— Exercise 1 —
Can you copy the headache classification report word for word, between "The third edition of the classification" and "migraines per month.", inclusive?
— Exercise 2 —
How does the report on the revised headache classification go on after its last sentence? Continue it from there.

— Excerpt to read —
--

Conference Coverage

IHS to Solicit Public Comment on Revised Headache Classification Criteria


STOWE, VERMONT—The third edition of the International Classification of Headache Disorders will soon be available on the website of the International Headache Society, Morris Levin, MD, reported at the 23rd Annual Headache Symposium of the Headache Cooperative of New England. The document will be presented in a “beta version,” and headache specialists are encouraged to review it and submit comments, said Dr. Levin, a neurologist at the Dartmouth-Hitchcock Medical Center in Lebanon, New Hampshire. The classification will be incorporated into the 11th edition of the World Health Organization’s International Classification of Diseases, “which is unusual for a subset or specialty,” said Dr. Levin.

Frequency of Headaches in Chronic Migraine Has Decreased

The third edition of the classification contains various modifications to the section on primary headache. For example, the new definition of chronic migraine is eight migraine headaches or headaches that respond to migraine treatment per month and seven or more additional headaches per month. The previous definition of chronic migraine was 15 or more migraines per month.

Because of growing evidence that benign positional vertigo is a migraine variant, the condition was included in the migraine chapter of the new classification. In the same chapter, typical aura with migraine headache was renamed “migraine with typical aura.”

Basilar type migraine has been renamed “migraine with brainstem aura.” To receive this diagnosis, a patient must have at least two brainstem symptoms, which include dysarthria, vertigo, tinnitus, hypoacusis, diplopia, ataxia, and consciousness alteration. Neurologists may argue, however, that these symptoms indicate cortical dysfunction, rather than brainstem dysfunction, said Dr. Levin.

--

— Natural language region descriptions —
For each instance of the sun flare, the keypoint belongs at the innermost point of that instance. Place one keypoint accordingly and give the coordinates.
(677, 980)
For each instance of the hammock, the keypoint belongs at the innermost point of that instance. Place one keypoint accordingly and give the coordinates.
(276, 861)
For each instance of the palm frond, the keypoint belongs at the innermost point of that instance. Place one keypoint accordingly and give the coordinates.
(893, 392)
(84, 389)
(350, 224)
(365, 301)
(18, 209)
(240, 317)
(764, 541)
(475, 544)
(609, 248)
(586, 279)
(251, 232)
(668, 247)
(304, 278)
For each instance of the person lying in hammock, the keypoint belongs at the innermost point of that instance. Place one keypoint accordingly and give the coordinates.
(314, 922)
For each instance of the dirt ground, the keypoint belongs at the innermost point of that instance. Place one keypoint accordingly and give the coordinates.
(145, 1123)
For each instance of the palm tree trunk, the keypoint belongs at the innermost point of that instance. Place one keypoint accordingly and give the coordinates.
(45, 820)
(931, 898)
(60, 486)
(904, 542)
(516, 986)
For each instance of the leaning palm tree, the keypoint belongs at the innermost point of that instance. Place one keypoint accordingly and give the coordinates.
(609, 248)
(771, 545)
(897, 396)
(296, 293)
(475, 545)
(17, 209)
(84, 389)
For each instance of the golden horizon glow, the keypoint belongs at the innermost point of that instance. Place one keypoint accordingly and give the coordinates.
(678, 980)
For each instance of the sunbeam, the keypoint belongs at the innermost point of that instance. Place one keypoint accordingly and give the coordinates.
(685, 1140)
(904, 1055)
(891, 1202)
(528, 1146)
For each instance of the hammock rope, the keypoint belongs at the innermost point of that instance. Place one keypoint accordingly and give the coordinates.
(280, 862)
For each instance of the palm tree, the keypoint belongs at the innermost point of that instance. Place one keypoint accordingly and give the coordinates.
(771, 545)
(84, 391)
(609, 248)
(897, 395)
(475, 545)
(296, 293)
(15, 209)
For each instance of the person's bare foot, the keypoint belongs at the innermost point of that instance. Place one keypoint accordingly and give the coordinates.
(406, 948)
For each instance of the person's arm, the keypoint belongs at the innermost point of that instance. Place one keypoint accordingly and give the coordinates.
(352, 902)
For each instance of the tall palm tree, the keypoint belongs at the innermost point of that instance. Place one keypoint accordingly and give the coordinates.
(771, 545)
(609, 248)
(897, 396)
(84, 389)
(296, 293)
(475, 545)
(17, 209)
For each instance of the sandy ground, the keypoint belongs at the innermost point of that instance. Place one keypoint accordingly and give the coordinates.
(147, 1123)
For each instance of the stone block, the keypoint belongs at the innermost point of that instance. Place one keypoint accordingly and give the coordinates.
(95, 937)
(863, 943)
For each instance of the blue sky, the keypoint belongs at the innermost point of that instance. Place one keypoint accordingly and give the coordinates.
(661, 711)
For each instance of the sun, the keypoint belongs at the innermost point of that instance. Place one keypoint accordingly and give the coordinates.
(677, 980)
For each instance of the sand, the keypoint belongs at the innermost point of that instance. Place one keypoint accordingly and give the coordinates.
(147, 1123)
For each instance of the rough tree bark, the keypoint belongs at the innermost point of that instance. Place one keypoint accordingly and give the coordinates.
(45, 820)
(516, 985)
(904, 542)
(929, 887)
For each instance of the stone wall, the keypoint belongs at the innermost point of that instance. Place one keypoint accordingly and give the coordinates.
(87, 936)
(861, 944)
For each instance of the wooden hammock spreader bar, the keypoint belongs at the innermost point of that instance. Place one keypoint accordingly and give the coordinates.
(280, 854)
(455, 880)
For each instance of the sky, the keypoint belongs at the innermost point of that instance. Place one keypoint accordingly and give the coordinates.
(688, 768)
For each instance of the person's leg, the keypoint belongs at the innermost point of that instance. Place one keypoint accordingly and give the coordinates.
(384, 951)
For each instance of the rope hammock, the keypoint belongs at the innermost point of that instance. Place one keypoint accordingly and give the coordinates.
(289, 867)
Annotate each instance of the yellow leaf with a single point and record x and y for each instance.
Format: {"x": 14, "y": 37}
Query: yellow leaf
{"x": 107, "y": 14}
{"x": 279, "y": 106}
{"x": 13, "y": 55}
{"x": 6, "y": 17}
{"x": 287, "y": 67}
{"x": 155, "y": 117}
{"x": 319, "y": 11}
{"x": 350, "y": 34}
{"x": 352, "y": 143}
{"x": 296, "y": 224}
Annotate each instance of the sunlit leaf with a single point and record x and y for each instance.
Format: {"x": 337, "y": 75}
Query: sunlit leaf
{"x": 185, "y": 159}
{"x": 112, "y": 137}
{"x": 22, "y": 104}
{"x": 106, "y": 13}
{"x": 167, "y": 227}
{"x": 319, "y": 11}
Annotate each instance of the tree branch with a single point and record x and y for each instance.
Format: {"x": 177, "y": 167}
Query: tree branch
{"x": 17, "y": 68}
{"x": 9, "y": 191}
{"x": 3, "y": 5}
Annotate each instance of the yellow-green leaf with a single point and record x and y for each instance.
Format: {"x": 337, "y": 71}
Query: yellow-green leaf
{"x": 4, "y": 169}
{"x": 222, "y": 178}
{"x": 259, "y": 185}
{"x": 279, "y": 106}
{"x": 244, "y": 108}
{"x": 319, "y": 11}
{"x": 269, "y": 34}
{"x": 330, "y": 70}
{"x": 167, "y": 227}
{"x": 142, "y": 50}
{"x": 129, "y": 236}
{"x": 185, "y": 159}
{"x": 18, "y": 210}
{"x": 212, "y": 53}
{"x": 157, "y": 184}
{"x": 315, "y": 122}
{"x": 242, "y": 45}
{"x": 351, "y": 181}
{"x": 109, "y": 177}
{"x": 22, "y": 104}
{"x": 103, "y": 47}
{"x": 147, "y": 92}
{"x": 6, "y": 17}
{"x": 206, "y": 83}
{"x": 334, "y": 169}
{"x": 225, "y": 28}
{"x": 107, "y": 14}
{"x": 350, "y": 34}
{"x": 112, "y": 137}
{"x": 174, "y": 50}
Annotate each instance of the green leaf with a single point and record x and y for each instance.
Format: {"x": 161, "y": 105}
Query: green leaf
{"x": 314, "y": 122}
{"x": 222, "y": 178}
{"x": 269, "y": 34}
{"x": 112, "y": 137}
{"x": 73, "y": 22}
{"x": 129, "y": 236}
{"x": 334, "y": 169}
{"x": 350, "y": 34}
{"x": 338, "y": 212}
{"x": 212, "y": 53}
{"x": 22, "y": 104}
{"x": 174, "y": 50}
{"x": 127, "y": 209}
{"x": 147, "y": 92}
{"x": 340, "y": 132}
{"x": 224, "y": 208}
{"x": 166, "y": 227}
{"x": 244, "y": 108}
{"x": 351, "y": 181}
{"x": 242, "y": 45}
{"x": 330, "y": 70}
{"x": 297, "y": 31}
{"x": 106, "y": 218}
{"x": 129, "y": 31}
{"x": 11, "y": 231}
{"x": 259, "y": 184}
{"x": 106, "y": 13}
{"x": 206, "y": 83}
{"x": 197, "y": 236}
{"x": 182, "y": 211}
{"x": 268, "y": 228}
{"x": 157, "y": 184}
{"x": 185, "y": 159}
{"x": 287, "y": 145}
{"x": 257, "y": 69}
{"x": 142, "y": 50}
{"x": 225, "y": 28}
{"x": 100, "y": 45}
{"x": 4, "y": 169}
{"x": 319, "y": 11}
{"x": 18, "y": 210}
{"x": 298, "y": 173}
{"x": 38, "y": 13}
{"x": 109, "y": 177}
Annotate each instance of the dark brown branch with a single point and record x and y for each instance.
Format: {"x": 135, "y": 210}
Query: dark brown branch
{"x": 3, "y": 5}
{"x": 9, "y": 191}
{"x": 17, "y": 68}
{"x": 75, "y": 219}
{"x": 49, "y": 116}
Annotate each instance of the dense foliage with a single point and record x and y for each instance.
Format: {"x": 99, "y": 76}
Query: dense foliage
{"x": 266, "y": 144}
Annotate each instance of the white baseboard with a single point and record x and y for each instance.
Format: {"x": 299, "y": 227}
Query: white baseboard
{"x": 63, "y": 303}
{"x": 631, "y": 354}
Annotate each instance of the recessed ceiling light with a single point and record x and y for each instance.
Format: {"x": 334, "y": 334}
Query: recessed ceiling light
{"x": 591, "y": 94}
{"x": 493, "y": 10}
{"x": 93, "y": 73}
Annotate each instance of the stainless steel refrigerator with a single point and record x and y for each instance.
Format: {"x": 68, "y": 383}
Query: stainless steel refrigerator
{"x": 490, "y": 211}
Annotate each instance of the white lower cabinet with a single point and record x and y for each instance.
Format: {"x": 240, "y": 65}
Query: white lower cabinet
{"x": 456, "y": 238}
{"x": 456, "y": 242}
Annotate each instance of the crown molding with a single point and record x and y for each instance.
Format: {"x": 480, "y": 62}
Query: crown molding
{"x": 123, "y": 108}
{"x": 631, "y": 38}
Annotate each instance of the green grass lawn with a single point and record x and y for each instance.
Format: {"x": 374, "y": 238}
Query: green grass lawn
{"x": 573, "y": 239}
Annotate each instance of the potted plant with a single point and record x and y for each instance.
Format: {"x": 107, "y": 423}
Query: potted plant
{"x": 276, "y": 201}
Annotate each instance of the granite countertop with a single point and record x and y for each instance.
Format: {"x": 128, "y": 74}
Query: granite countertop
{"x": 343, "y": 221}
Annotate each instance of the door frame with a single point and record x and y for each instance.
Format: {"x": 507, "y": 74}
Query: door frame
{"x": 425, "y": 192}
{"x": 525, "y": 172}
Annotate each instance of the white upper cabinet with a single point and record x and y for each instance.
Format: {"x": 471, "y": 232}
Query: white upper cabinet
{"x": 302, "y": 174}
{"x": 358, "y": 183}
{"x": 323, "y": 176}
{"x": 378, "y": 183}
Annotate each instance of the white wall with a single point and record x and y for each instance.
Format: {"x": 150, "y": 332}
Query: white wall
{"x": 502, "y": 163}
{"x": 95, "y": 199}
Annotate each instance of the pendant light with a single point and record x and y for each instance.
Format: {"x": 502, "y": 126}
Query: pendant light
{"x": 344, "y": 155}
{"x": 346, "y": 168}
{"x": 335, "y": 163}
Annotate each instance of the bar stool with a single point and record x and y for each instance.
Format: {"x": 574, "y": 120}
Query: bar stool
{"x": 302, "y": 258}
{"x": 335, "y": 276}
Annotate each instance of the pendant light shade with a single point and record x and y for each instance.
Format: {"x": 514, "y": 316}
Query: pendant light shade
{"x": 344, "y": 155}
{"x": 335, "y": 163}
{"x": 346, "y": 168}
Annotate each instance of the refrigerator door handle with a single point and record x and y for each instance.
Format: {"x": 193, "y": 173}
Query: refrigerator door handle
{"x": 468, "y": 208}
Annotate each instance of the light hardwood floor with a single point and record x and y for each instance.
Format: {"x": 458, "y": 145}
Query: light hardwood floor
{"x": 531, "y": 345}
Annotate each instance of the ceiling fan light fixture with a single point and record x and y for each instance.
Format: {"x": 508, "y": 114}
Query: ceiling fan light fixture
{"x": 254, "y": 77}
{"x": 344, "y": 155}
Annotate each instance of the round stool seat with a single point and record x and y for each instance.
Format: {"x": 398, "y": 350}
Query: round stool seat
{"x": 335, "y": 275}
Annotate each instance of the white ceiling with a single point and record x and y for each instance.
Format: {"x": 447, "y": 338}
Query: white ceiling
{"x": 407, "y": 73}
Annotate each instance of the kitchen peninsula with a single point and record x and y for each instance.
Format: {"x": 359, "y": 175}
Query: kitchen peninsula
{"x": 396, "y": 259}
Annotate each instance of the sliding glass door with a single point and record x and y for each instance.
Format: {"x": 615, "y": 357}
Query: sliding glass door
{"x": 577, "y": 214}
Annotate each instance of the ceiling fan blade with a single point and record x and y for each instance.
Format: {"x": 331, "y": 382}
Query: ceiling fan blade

--

— Answer area 1 —
The third edition of the classification contains various modifications to the section on primary headache. For example, the new definition of chronic migraine is eight migraine headaches or headaches that respond to migraine treatment per month and seven or more additional headaches per month. The previous definition of chronic migraine was 15 or more migraines per month.

— Answer area 2 —
The chapter about trigeminal autonomic cephalalgias has undergone several changes in the new classification. Short, unilateral, neuralgiform (SUN) headaches were combined into one entity with two subcategories. SUN headaches accompanied by conjunctival injectional tearing are called SUNCT, and SUN headaches with other autonomic features are called SUNA. In addition, the duration of SUN headaches is now from one to 600 seconds instead of 0.5 to 600 seconds. SUN headaches can be episodic or chronic. Also, hemicrania continua is now in the chapter about trigeminal autonomic cephalalgias instead of the chapter about other primary headaches.

Cold stimulus headache and external compression headache were added to the chapter about other primary headaches. The same chapter contains primary headache associated with sexual activity, a new entity that combines orgasmic headache and preorgasmic headache. The definition of new daily persistent headache also was broadened to include migrainous headaches, which constitutes “an important change,” said Dr. Levin.

No Specific Features Required for Medication Overuse Headache

It can be difficult to know whether a headache is primary or secondary, noted Dr. Levin. A secondary headache should occur close in time to the cause of the disorder and often improves if the cause is removed. But a headache’s failure to resolve when its ostensible cause is removed “is not evidence against secondary headache,” he added. Unlike the previous edition of the classification, the new edition does not require the headache to resolve when the ostensible cause is removed.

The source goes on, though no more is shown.